→ **ISTRUZIONE 1**: Riscrivi solo le righe dei record che vanno dalla prima fino a quella con "box: [10, 258, 595, 359]", compresa. Al loro interno sostituisci "instance" con "object" e lascia invariato tutto il resto.

→ **BRANO FORNITO**:
* * * * * * *

2 maggio 2017

CINEMA D'ESSAI - “Un amore” di Gianluca Maria Tavarelli (Italia 1999)

Oltre alle teorie di Platone sull’amore (elaborate in particolare nel Simposio), sempre inconfutabilmente valide, sullo stesso tema risulta molto interessante il film di Gianluca Maria Tavarelli, Un amore, che richiama alla memoria un romanzo di Piero Chiara, Una spina nel cuore. Benché il film abbia una trama estremamente semplice, raccontando solo un rapporto d’amore di due personaggi in dodici piani sequenza, la profondità dello stile narrativo e una regia sapiente lo rendono delicato quanto malinconico. In molte di queste scene l’immedesimazione dello spettatore è forte e sentita, non solo perché da sfondo alle varie vicissitudini dei due protagonisti ci sono dei richiami a fatti di cronaca o costume del nostro paese (la storia si snoda dal 1982 al 2000) ma perché inevitabilmente alcune delle varie “scene” sono riproposizioni di vita che ogni spettatore ha probabilmente vissuto in modo similare.
La vicenda dunque non ha nulla di eroico o di epico ma è narrata in modo semplicemente descrittivo, riuscendo ad incantare proprio per la sua semplicità mai banale. I personaggi sono dunque gli attori di quel rapporto d’amore che in ogni storia fatta di unioni, separazioni, litigi, incomprensioni e riavvicinamenti agiscono nel palcoscenico della vita quotidiana. Il sentimento stesso, in tutte le sue metamorfosi e declinazioni, diventa più importante degli stessi attori, che sembrano quasi subordinati ad esso.

* * * * * * *

→ **ISTRUZIONE 2**: Traduci in inglese questa frase della recensione di "Un amore": "Il sentimento stesso, in tutte le sue metamorfosi e declinazioni, diventa più importante degli stessi attori, che sembrano quasi subordinati ad esso."

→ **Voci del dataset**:
* * * * * * *

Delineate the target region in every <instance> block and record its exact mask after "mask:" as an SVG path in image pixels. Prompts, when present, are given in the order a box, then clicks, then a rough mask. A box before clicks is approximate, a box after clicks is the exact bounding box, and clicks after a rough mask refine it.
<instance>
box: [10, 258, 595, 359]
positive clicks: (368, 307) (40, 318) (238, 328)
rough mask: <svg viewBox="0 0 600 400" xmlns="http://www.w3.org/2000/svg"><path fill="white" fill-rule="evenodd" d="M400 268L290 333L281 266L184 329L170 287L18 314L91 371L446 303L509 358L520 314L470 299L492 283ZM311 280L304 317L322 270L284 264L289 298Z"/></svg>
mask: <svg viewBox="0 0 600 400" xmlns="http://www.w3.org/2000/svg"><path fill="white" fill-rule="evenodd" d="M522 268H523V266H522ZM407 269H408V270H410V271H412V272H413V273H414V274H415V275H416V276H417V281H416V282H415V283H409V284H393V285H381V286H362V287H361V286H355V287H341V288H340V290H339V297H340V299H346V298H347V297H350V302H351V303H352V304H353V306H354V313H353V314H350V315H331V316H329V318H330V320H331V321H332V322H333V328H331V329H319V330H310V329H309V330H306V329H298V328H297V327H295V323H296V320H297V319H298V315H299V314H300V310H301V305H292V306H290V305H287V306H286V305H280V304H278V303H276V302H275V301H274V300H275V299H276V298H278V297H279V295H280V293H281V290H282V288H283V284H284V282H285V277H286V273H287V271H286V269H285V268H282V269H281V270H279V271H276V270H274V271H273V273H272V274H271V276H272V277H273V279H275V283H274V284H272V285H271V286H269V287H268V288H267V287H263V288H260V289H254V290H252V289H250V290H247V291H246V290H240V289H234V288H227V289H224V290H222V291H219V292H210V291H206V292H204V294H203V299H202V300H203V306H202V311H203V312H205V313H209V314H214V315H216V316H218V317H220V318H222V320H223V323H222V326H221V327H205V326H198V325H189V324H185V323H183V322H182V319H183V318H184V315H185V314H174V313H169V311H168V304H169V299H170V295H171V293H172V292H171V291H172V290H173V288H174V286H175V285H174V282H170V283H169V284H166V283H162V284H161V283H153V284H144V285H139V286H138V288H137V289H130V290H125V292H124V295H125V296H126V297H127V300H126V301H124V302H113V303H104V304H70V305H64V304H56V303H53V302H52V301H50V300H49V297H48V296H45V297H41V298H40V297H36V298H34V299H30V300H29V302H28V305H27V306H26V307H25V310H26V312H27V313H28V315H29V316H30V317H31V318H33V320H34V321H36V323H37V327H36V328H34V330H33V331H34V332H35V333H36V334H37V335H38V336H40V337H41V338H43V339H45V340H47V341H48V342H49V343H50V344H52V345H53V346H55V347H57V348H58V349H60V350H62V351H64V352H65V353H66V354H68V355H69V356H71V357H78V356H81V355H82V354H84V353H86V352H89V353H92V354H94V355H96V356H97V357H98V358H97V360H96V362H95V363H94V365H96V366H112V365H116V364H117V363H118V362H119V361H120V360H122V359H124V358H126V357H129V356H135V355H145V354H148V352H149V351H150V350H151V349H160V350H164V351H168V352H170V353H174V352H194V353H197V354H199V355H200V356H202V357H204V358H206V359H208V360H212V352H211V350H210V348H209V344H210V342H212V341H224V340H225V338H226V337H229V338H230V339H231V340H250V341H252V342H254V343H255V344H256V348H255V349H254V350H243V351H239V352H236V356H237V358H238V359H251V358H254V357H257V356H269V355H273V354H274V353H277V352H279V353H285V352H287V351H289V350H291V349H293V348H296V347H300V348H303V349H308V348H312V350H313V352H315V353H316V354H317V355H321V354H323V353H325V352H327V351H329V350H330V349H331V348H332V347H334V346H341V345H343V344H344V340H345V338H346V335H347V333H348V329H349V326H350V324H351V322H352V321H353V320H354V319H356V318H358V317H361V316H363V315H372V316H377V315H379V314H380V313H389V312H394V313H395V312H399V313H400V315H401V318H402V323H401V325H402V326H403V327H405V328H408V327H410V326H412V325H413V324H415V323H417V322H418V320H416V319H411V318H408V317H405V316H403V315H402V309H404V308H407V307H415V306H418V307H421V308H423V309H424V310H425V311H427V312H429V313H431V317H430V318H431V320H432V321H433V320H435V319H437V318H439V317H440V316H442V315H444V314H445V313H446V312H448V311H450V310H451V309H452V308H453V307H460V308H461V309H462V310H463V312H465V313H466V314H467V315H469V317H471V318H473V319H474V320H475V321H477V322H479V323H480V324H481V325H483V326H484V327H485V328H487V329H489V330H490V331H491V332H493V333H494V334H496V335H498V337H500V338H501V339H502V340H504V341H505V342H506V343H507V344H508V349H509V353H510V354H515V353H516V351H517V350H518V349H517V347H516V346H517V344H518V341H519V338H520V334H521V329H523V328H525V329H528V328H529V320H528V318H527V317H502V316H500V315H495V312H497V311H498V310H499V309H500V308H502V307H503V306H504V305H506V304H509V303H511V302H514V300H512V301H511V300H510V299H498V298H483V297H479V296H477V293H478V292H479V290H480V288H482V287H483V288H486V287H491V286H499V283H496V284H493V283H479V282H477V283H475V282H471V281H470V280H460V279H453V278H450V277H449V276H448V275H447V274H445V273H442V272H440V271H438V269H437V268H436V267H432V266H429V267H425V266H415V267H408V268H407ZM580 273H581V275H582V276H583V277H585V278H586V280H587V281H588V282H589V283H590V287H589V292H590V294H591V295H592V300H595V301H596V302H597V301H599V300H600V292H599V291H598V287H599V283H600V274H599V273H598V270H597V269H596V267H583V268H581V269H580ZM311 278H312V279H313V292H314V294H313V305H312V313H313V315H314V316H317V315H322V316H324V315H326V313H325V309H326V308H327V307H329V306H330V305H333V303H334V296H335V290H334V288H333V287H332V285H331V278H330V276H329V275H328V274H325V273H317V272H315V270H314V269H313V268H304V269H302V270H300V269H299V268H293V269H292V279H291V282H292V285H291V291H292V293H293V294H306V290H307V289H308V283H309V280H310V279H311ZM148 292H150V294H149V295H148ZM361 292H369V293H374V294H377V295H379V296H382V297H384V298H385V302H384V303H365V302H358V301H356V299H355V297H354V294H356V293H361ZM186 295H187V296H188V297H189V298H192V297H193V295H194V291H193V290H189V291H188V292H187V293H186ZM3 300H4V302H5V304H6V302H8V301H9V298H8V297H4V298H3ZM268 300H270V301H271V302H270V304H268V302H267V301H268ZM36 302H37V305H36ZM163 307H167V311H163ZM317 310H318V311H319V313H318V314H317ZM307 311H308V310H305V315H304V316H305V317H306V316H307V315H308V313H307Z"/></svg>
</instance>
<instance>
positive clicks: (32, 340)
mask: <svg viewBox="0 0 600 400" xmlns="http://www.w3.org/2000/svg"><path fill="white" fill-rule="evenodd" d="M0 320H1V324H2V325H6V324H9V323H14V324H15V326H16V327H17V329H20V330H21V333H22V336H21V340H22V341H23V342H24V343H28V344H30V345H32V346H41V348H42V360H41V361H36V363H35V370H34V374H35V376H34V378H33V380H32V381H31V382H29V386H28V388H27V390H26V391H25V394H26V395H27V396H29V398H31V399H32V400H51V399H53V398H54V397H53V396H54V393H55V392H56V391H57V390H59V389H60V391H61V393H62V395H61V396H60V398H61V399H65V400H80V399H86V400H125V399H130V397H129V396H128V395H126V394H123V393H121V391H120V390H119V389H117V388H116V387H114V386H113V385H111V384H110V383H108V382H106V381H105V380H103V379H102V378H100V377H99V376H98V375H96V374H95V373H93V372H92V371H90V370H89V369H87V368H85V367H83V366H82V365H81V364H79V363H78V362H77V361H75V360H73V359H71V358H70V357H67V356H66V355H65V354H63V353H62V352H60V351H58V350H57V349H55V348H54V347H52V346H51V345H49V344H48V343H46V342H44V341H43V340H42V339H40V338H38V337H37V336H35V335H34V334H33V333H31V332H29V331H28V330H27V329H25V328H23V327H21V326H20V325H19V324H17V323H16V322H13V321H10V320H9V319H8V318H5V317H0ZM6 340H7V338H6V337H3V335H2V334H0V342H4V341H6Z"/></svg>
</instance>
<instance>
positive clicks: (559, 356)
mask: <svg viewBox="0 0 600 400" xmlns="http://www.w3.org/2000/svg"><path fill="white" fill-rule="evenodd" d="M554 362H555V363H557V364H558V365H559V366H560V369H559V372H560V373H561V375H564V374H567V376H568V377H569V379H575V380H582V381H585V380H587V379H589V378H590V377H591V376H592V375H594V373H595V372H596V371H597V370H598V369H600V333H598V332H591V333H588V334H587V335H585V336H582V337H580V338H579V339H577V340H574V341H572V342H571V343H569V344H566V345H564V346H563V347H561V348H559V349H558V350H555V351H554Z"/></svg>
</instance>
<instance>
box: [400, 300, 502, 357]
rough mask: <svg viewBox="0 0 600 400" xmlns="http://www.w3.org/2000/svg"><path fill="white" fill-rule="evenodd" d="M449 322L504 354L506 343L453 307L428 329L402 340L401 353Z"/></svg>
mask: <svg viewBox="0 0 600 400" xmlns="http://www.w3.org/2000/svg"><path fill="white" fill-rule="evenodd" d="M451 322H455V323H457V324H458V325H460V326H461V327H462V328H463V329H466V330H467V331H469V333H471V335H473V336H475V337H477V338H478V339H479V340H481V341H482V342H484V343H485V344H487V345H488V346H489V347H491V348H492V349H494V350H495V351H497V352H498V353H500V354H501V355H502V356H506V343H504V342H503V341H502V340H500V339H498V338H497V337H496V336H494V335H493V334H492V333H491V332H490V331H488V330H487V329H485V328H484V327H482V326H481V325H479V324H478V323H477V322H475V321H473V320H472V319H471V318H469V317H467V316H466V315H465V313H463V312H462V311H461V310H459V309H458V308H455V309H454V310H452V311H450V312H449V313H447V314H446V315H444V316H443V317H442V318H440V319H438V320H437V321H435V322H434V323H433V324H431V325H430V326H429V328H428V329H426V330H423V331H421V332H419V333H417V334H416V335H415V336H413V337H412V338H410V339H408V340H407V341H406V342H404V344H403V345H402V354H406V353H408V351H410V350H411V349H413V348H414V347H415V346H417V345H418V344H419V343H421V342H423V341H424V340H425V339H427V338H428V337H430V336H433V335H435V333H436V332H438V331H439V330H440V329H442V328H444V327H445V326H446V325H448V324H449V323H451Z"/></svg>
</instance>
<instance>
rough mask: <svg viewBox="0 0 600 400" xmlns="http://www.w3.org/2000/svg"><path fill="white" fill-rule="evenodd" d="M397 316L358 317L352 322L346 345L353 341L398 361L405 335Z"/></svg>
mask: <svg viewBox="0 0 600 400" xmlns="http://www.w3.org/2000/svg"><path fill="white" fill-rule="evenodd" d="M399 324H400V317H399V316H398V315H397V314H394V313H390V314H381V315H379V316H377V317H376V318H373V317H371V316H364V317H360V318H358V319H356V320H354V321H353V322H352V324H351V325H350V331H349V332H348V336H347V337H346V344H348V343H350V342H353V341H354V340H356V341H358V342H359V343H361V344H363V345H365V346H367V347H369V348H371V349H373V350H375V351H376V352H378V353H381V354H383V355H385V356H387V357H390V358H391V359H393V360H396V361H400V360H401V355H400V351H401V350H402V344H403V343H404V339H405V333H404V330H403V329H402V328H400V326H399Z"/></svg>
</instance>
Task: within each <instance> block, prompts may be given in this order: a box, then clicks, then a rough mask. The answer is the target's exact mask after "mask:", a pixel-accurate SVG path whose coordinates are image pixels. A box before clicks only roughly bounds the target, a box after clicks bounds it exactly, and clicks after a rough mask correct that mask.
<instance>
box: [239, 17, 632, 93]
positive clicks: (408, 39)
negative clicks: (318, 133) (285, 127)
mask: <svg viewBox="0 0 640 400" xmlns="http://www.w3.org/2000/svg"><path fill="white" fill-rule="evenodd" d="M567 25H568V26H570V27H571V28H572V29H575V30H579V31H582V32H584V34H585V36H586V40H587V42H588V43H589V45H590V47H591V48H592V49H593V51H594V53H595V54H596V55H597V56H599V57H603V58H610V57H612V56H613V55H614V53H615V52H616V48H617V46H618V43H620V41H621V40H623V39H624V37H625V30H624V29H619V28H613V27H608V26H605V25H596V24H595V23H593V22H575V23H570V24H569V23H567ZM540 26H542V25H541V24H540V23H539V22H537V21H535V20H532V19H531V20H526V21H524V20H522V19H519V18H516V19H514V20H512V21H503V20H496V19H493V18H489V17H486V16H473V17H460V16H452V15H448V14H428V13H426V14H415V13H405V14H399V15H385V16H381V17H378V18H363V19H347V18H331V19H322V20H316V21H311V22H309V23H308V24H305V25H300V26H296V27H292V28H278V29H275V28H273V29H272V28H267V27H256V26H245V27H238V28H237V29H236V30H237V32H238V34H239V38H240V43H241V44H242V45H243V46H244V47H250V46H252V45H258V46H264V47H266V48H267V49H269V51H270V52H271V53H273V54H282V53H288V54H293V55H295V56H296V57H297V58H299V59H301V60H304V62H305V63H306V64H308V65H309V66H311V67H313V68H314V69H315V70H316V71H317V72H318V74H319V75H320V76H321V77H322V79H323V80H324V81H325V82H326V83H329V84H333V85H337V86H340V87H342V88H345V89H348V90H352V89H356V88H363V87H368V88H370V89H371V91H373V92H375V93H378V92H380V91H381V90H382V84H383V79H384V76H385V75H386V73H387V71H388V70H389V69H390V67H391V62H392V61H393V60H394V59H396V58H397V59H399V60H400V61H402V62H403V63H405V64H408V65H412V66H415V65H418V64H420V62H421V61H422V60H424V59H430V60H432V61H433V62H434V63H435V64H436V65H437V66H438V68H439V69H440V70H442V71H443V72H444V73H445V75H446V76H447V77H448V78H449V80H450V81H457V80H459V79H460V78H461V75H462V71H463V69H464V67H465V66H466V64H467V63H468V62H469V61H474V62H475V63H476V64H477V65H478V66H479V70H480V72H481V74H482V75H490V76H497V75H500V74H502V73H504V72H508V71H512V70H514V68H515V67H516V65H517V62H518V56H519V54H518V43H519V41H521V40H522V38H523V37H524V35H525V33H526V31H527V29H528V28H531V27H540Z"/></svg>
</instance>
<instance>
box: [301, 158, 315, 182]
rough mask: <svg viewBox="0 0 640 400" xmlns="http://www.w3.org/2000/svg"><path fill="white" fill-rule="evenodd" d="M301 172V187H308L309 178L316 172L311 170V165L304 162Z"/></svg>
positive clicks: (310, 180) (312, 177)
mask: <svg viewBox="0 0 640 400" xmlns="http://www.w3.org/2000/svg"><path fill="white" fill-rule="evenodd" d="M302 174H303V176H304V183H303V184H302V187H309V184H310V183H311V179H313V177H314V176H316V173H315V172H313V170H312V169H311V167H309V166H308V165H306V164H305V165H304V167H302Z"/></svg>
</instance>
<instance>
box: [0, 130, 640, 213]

* * * * * * *

→ **SOLUZIONE ESERCIZIO 1**:
Delineate the target region in every <object> block and record its exact mask after "mask:" as an SVG path in image pixels. Prompts, when present, are given in the order a box, then clicks, then a rough mask. A box before clicks is approximate, a box after clicks is the exact bounding box, and clicks after a rough mask refine it.
<object>
box: [10, 258, 595, 359]

→ **SOLUZIONE ESERCIZIO 2**: The feeling itself, in all its metamorphoses and variations, becomes more important than the actors themselves, who seem almost subordinate to it.